WHAT THIS TASK INVOLVES :: When you have gone through the records, report how many lines include "green", giving the number and nothing more.

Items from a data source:
^^^^^^^^

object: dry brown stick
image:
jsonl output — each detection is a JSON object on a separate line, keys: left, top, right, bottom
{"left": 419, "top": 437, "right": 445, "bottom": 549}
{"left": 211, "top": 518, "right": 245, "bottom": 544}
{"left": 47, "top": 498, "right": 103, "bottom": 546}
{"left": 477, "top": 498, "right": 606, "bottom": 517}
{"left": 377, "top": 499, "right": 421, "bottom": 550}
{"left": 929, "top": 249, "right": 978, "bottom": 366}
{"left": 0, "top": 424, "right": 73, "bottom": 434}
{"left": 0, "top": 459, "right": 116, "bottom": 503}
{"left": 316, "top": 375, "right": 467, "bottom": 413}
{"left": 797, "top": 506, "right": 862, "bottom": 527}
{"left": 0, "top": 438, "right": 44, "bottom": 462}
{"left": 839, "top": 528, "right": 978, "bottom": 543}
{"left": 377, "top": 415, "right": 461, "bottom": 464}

^^^^^^^^

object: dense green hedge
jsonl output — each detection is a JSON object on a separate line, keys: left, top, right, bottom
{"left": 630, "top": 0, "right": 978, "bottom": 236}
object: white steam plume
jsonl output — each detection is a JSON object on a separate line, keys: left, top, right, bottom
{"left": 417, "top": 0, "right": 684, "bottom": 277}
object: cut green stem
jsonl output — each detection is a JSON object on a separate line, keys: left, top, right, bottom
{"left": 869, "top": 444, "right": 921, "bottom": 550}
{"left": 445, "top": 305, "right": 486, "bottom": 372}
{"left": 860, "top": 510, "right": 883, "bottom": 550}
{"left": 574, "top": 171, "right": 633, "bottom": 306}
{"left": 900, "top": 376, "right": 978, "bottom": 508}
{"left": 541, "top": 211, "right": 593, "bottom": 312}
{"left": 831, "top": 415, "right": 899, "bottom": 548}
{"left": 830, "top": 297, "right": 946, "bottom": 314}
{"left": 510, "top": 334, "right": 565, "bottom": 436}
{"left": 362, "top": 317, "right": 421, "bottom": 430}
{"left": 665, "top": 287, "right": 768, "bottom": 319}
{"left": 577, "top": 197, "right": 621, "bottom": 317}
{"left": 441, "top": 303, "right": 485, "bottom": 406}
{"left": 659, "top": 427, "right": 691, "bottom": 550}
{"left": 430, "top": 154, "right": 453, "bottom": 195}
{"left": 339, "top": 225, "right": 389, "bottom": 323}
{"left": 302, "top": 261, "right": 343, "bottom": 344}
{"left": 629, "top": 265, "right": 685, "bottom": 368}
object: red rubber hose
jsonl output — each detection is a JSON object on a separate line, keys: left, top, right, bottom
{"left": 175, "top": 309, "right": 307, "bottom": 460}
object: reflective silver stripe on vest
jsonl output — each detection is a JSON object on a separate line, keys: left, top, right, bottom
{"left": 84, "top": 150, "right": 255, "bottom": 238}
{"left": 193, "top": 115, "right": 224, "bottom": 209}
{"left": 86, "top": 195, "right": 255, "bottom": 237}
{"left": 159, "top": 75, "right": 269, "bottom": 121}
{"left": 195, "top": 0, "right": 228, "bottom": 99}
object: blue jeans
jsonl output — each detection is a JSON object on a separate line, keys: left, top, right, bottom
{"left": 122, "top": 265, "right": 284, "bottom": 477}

^^^^^^^^

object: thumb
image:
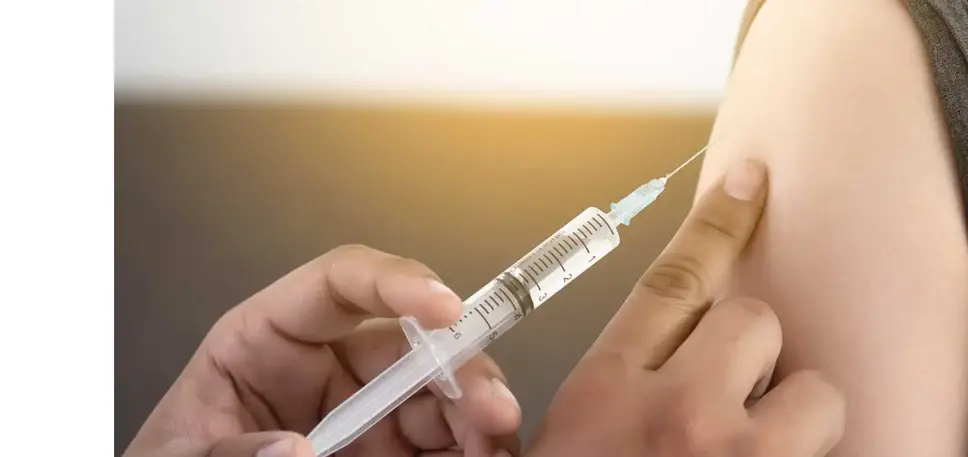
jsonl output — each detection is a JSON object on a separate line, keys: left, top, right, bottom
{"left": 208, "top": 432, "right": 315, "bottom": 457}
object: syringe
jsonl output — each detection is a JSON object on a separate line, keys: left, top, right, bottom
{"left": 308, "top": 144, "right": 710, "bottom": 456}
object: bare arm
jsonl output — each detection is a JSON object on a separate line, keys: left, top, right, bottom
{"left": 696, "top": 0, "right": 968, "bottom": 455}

^^^^^^^^

SOLVED EXERCISE :: 2